'''
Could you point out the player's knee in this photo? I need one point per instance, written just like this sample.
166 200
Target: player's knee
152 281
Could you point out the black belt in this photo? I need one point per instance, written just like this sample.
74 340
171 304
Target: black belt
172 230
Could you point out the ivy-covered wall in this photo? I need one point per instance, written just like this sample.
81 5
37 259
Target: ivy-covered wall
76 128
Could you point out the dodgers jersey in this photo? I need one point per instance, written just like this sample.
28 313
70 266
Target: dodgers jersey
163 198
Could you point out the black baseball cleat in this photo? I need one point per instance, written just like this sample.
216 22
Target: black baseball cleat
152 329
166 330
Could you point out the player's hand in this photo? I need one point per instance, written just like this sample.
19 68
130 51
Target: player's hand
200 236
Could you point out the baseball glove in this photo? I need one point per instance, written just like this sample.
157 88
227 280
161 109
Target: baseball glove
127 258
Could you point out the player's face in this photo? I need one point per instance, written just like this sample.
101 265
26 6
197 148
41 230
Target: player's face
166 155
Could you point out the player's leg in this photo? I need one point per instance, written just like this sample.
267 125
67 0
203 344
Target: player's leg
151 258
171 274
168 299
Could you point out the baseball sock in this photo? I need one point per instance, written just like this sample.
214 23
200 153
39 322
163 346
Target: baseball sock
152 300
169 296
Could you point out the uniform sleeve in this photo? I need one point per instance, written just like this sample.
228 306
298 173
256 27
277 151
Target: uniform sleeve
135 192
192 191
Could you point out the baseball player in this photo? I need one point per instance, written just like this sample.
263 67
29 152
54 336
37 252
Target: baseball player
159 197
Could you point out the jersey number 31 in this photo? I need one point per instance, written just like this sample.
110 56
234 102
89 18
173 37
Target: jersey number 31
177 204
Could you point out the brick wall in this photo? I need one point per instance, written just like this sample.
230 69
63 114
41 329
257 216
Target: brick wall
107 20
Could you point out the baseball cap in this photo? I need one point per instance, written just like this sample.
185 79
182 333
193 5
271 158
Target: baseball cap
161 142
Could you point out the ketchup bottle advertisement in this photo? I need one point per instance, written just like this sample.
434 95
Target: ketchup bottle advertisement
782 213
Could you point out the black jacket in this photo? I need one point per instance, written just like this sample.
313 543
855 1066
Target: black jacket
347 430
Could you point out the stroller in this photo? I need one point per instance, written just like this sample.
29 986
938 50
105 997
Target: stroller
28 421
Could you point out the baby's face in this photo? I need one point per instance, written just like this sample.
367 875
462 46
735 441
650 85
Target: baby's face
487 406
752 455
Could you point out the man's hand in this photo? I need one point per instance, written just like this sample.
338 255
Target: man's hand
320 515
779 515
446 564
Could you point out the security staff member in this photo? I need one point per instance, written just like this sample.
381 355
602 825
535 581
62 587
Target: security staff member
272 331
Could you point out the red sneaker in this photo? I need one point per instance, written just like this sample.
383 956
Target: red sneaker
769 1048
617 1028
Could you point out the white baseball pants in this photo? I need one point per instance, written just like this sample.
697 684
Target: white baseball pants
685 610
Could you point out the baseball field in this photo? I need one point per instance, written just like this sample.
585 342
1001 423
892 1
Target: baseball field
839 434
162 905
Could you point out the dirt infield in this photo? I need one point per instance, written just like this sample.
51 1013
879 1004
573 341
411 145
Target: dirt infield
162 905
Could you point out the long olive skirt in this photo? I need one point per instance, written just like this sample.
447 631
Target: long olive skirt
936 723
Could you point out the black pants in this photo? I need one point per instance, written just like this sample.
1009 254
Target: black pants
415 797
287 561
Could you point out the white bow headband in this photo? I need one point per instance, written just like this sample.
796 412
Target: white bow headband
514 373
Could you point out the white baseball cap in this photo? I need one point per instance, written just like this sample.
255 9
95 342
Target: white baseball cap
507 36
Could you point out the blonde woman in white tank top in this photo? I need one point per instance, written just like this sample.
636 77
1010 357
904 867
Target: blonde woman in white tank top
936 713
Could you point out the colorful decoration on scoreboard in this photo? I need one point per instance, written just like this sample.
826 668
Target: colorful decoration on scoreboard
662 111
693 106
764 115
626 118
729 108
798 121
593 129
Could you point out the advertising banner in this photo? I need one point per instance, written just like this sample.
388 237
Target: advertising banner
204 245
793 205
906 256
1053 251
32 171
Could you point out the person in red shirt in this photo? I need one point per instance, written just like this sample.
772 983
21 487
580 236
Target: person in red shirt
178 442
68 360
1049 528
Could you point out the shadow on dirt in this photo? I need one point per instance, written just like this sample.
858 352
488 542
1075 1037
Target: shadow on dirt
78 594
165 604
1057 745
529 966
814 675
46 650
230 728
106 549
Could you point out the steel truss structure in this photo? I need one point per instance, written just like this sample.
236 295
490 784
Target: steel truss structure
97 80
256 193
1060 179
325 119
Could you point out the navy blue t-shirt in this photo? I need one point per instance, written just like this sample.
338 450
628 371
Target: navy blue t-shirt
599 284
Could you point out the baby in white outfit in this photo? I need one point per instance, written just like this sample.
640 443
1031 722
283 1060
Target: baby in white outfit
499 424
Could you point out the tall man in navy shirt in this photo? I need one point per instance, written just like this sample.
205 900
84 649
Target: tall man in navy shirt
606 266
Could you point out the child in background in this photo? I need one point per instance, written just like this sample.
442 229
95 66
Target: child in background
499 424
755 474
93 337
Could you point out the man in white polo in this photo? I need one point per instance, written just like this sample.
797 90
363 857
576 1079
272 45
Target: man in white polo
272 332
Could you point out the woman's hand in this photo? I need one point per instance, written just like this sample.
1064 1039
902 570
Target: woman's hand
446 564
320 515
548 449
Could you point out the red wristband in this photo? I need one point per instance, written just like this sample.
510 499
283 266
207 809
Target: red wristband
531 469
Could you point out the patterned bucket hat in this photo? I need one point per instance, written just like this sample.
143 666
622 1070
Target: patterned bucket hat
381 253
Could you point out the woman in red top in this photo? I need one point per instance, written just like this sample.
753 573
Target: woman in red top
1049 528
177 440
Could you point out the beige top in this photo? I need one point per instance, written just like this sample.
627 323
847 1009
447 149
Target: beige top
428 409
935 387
'''
Problem to work on.
Transcribe the whole listing above exactly, leaving nothing out.

Response area.
Could you point out the player's knee in this photo? I need one point per instance, written just like this sample.
166 200
Target: player's knee
152 281
Could you point out the black belt in this photo? I need one point per instance, written just like this sample.
74 340
171 304
Target: black belt
172 230
Could you point out the ivy-covered wall in this photo? I need one point per instance, written just like this sample.
81 5
37 259
Target: ivy-covered wall
76 128
Could you point out the dodgers jersey in this photo? I need one point per instance, written just like this sample.
28 313
70 266
Target: dodgers jersey
163 198
Could you point out the black baseball cleat in this photo? I need one point per instance, written just like this sample.
216 22
Target: black baseball cleat
152 329
166 330
Could you point out the player's hand in this photo? I need one point per instance, written just like this sample.
19 68
130 51
Target: player's hand
200 236
Could you point out the baseball glove in this photo? I need one point per instance, written just like this sample.
157 88
227 280
161 109
Target: baseball glove
127 258
Could you point out the player's face in this photo? I need one point per instance, written just like this sample.
101 265
26 6
197 148
41 230
Target: player's face
166 155
Could you point out the player's leg in this photo? I need one point per instance, written just like this sample.
267 125
67 0
203 344
Target: player's leg
151 258
171 274
168 299
Could you point out the baseball sock in this photo? I need one point per instance, written just like this sample.
214 23
200 153
39 322
163 346
Target: baseball sock
152 300
169 296
Could you point out the uniform sleeve in this photo? I need one point per instance, written just like this sample.
228 306
298 173
256 27
277 151
Target: uniform sleeve
135 192
192 191
Could you point out the baseball player in this photo? I need one point per instance, written just like this sample.
263 67
29 152
54 336
37 252
Target: baseball player
159 197
Could you point out the jersey number 31 in this photo? I need one point per instance, written just like this sample.
110 56
234 102
89 18
173 37
Target: jersey number 31
177 204
Could you point out the brick wall in this photo? I need one point per instance, written just like this sample.
230 69
63 114
41 329
257 216
Target: brick wall
107 20
Could you point out the baseball cap in this photo? I need one point per instance, written just like this sample.
185 79
182 333
193 5
271 158
Target: baseball cap
161 142
Could you point out the ketchup bottle advertisement in this photo? I need one point per instance, written just like this sample.
434 95
Target: ketchup bottle advertisement
782 213
Could you point out the black jacket in this photo? I need one point per instance, written just like this sample.
313 543
855 1066
Target: black jacket
347 430
Could you point out the stroller in this photo? I need one point per instance, written just like this sample.
29 986
938 50
105 997
Target: stroller
28 421
Could you point out the baby's face in this photo? I need one point per instance, written just like this sample.
367 875
462 46
735 441
650 85
Target: baby's face
487 406
752 455
Could you point out the man's hand in this photo? I need one point per instance, written just like this sample.
338 255
Target: man's hand
320 515
779 515
446 564
Could you point out the security staff member in this photo? I need one point per instance, written just like this sample.
381 355
602 825
535 581
62 587
Target: security staff member
272 331
Could you point out the red sneaker in this photo? I need one point per instance, written just like this sample.
383 956
Target: red sneaker
769 1048
617 1028
Could you point out the white baseball pants in this photo? I need one point per instance, written just like this sample.
697 684
Target: white baseball pants
685 610
Could you point out the baseball field in this photo? I need one point per instance, written just like this sample.
585 342
1001 423
892 1
Target: baseball field
839 434
162 905
Could you point out the dirt infield in this photo? I need one point per instance, written just like this sample.
51 1013
879 1004
573 341
411 145
Target: dirt infield
162 905
Could you point out the long olive skirt in this photo? I need one point per instance, written just like this sample.
447 631
Target: long olive skirt
936 723
Could you point out the black pants in this photo? I need one point per instance, written just like this sample.
1009 254
Target: black pants
415 797
287 561
Could you point out the white bow headband in this photo? I need one point per instance, written just like this sample.
796 412
Target: white bow headband
514 373
Could you point out the white baseball cap in this photo? I need one point per instance, written just like this sample.
255 9
95 342
Target: white baseball cap
507 36
Could you point out the blonde woman in white tank top in this photo? I need one point per instance, written just like this sample.
636 77
1010 357
904 867
Target: blonde woman in white tank top
936 713
Could you point out the colorful decoration on scoreboard in this photo? I need one point per instance, written just like this sample.
826 668
Target: colorful decoration on scoreboard
662 111
693 106
764 115
626 118
729 108
798 121
593 129
Could you point out the advertising banner in this photo? I need one point per instance, written just like this sample.
388 237
Target: advertising banner
204 245
793 205
906 256
1053 251
32 171
Could you point out the person in red shirt in this photo? I need one point per instance, written just like this sample.
772 983
21 487
580 236
Target: person in red shirt
178 442
68 360
1049 528
Could you point out the shadow on dirt in this photo? I need one point per instance, written just like this sample.
858 352
488 542
1075 1037
Target: shadow on dirt
78 594
165 604
1057 745
529 966
814 675
46 650
230 728
106 549
Could you point out the steel truss structure in this photo? I need one point per instance, written just like this sample.
236 295
490 784
Target: steel truss structure
97 80
256 193
1060 179
325 119
Could you point out the navy blue t-shirt in this photo? I need one point per instance, written just like this sample.
338 450
628 371
Target: navy blue t-shirt
599 284
Could you point out the baby in white outfit in this photo? I need one point per instance, written just like this sample.
640 443
1031 722
283 1060
Target: baby in white outfit
499 424
Could you point out the tall man in navy shirt in this photo? I need one point per instance, written just like this sample.
205 900
84 649
Target: tall man in navy shirt
606 266
Could you point out the child in background in this photo? I need one point per instance, written just like this sample.
442 229
95 66
Target: child in background
499 424
755 474
93 337
Could you point out the man in white polo in this photo? I need one point per instance, written just like this sample.
797 90
363 857
576 1079
272 45
Target: man in white polo
272 332
Could you point out the woman's hand in this photo? I need one point per instance, written just like this sample.
1064 1039
902 570
Target: woman's hand
446 564
320 515
548 449
Could you point out the red wristband in this photo? I need one point per instance, written just like this sample.
510 499
283 266
207 809
Target: red wristband
531 469
Could you point out the patterned bucket hat in this photo? I need one point per instance, written just like this sample.
143 666
622 1070
Target: patterned bucket hat
381 253
Could you point out the woman in red top in this photo? I need one point per instance, written just like this sample.
753 573
Target: woman in red top
1049 528
177 440
Could you point out the beige top in this photo? I need one point per instance, written just like this sample.
627 323
847 1009
447 149
Target: beige top
428 409
935 387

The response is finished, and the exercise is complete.